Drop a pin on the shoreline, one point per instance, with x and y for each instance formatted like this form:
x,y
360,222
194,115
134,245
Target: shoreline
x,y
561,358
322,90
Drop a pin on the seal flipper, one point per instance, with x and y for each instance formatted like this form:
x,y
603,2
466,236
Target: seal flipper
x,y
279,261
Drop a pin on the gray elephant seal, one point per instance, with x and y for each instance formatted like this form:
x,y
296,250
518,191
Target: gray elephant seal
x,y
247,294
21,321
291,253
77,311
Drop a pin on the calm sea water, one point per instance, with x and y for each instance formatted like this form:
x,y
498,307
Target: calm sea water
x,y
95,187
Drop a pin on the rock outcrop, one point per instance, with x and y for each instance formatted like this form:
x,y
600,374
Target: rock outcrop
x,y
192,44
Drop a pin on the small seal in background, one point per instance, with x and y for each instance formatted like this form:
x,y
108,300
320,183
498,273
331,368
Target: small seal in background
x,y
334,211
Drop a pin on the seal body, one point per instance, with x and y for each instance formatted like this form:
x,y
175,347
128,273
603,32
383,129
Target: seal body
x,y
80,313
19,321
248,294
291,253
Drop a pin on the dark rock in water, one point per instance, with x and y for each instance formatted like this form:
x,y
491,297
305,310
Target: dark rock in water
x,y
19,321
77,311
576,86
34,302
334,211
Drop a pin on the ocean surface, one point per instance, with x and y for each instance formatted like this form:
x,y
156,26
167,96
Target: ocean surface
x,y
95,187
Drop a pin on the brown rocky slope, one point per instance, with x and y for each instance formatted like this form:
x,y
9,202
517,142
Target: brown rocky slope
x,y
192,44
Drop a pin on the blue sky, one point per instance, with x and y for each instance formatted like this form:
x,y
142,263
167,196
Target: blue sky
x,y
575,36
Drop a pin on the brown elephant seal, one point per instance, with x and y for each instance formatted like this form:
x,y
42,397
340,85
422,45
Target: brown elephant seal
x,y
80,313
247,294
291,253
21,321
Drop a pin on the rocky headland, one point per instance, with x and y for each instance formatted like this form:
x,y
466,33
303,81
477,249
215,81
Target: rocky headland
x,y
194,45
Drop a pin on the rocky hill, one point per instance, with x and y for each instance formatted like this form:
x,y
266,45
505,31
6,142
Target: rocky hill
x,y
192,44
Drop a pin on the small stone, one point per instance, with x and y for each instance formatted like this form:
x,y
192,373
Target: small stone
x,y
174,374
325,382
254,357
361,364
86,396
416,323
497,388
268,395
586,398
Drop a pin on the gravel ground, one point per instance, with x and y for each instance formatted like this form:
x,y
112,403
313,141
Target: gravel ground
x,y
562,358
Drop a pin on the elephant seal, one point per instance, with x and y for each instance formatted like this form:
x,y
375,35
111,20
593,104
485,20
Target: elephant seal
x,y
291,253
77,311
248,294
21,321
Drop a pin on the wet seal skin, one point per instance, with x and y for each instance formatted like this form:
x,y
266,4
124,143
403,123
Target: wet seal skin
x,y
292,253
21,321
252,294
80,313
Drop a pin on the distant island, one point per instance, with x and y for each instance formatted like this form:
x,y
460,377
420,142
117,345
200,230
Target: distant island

» WHAT TO PRODUCE: Repeat each record exactly, leaving nothing out.

» TASK ANSWER:
Drop a pin on the shoreline, one point per instance, with x and y for each instance formatted like this form:
x,y
360,222
194,115
134,245
Target: shoreline
x,y
561,358
322,90
Drop a pin on the seal flipper, one point per instance, with x and y for each instance formatted like this form:
x,y
603,2
466,236
Target: seal flipper
x,y
279,261
Drop a pin on the gray elephant seal, one point per instance, with x and y for each instance formatted like this form:
x,y
296,250
518,191
Target: gray elephant seal
x,y
247,294
21,321
291,253
77,311
Drop a pin on the calm sea water, one point per instance, with x and y for each instance formatted like this form:
x,y
498,307
Target: calm sea water
x,y
95,187
Drop a pin on the rock outcrop, one point per instance, with x and y for each instance formatted like this form:
x,y
600,374
Target: rock outcrop
x,y
192,44
Drop a pin on the small seal in background, one point per instance, with x and y for each instance formatted like this form:
x,y
108,300
320,183
498,273
331,368
Target: small seal in background
x,y
334,211
Drop a pin on the seal body, one point per instance, with x and y for each instance formatted like this form:
x,y
175,347
128,273
603,32
383,129
Target: seal body
x,y
80,313
19,321
248,294
291,253
Drop a pin on the dark rock in water, one point per instance, with x and y for each instance formatted like this form:
x,y
491,297
305,310
Target: dark rock in water
x,y
19,321
77,311
576,86
34,302
334,211
Drop a pin on the ocean surface, one point per instance, with x and y for each instance formatted like this form:
x,y
156,26
167,96
Target: ocean surface
x,y
95,187
Drop a pin on the brown rocky slope, one point per instance, with x and y for each instance formatted like this form:
x,y
9,202
517,142
Target: brown rocky slope
x,y
192,44
Drop a pin on the blue sky, one point per instance, with x and y for each instance formatted like this form:
x,y
142,263
167,196
Target: blue sky
x,y
575,36
Drop a pin on the brown elephant seal, one point per instance, with x and y for each instance formatted like this form:
x,y
42,397
340,85
422,45
Target: brown elephant seal
x,y
80,313
247,294
291,253
21,321
Drop a pin on the rocky headland, one point per instance, with x and y for each instance formatted like this form:
x,y
466,33
303,81
477,249
215,81
Target: rocky headland
x,y
194,45
Drop a pin on the rocky hill, one point per instance, with x and y for each instance formatted like this form:
x,y
266,45
505,31
6,142
Target: rocky hill
x,y
192,44
Drop a pin on the small stone, one point per instance, with x and y for each instance formatted like this form:
x,y
192,373
Target: small stone
x,y
174,374
325,382
254,357
361,364
86,396
416,323
497,388
268,395
586,398
Drop a pin on the gravel ground, one point per instance, with x and y for each instance formatted like this form:
x,y
112,403
313,141
Target: gravel ground
x,y
562,358
Drop a pin on the elephant seal, one point per instance, with x and y for each instance formatted like this form:
x,y
375,35
111,20
593,104
485,20
Target: elephant seal
x,y
291,253
77,311
248,294
21,321
Drop a pin on the wet seal skin, one point per instance, with x and y for each instance formatted like this form:
x,y
266,4
124,143
403,123
Target: wet seal skin
x,y
292,253
21,321
252,294
80,313
Drop a pin on the distant island, one point per instance, with x and y for each instance formatted like this form:
x,y
460,377
420,142
117,345
200,230
Target: distant island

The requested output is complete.